■ **Goal of the exercise**: Your answer should hold only the line containing "82H113L116 86L122 78H110L96" and each line that follows it in the listing, copied exactly.

■ **Material to process**:

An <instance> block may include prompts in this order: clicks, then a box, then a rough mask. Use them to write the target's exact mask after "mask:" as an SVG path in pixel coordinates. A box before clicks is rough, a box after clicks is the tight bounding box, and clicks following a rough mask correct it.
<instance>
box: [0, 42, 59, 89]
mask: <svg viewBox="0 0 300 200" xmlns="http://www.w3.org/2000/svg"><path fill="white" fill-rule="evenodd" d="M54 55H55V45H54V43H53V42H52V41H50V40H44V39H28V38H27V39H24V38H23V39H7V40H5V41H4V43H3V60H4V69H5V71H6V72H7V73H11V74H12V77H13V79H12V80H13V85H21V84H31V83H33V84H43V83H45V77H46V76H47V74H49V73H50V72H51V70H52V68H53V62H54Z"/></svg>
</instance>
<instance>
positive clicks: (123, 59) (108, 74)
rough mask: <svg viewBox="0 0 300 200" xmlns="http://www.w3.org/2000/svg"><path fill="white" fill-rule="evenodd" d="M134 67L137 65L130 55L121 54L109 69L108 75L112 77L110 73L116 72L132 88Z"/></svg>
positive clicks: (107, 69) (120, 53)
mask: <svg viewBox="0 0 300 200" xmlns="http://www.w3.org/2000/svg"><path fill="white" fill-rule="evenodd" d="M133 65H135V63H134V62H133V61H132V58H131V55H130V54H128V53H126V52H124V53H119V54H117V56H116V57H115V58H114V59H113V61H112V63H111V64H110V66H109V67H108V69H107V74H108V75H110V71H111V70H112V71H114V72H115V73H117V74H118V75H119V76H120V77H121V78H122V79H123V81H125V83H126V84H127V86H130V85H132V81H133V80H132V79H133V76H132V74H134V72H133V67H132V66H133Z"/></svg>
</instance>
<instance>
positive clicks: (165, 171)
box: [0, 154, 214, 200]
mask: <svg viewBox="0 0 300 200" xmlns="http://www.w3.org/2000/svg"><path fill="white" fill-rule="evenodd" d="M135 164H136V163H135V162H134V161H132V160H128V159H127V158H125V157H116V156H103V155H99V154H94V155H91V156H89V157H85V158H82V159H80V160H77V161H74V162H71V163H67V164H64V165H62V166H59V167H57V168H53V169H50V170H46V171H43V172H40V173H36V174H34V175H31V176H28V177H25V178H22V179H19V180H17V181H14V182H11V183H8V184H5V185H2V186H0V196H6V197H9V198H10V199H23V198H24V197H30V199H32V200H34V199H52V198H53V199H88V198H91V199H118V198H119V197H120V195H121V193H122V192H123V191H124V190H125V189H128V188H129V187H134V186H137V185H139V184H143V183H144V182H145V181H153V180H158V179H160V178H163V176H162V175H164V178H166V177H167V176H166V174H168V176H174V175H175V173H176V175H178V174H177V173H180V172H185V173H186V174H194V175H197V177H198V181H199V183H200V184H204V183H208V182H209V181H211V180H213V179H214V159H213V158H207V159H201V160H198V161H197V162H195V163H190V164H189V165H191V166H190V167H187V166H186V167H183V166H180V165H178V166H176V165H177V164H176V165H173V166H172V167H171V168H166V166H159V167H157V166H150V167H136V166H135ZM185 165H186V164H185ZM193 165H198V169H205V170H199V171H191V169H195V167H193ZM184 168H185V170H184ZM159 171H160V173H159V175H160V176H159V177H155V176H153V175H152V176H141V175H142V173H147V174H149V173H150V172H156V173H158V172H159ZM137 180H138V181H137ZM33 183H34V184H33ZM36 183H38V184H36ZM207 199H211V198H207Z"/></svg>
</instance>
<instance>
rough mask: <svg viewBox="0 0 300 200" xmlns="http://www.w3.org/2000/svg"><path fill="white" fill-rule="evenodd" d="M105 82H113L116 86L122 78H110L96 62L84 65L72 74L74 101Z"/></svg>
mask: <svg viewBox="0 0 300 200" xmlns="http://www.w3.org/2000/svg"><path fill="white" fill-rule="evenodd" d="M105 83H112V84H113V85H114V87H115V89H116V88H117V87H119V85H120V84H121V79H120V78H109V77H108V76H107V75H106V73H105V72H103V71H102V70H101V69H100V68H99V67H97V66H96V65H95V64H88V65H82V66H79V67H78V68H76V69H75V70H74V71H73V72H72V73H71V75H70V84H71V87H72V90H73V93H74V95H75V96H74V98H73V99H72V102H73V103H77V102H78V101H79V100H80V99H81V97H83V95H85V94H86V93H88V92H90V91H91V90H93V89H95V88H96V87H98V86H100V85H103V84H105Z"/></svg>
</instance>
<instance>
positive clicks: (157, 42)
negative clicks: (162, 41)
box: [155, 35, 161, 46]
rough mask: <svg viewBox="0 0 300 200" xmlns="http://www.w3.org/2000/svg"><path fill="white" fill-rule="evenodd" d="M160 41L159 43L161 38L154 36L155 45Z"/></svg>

■ **Solution to the problem**:
rough mask: <svg viewBox="0 0 300 200" xmlns="http://www.w3.org/2000/svg"><path fill="white" fill-rule="evenodd" d="M105 82H113L116 86L122 78H110L96 62L84 65L72 74L74 101Z"/></svg>
mask: <svg viewBox="0 0 300 200" xmlns="http://www.w3.org/2000/svg"><path fill="white" fill-rule="evenodd" d="M105 83H112V84H113V85H114V87H115V89H116V88H117V87H119V85H120V84H121V79H120V78H109V77H108V76H107V75H106V73H105V72H103V71H102V70H101V69H100V68H99V67H97V66H96V65H95V64H88V65H82V66H79V67H78V68H76V69H75V70H74V71H73V72H72V73H71V75H70V84H71V87H72V90H73V93H74V95H75V96H74V98H73V99H72V102H73V103H77V102H78V101H79V100H80V99H81V97H83V95H85V94H86V93H88V92H90V91H91V90H93V89H95V88H96V87H98V86H100V85H103V84H105Z"/></svg>
</instance>
<instance>
positive clicks: (157, 42)
negative clicks: (162, 41)
box: [155, 35, 161, 46]
rough mask: <svg viewBox="0 0 300 200" xmlns="http://www.w3.org/2000/svg"><path fill="white" fill-rule="evenodd" d="M160 41L159 43L161 38L154 36L155 45Z"/></svg>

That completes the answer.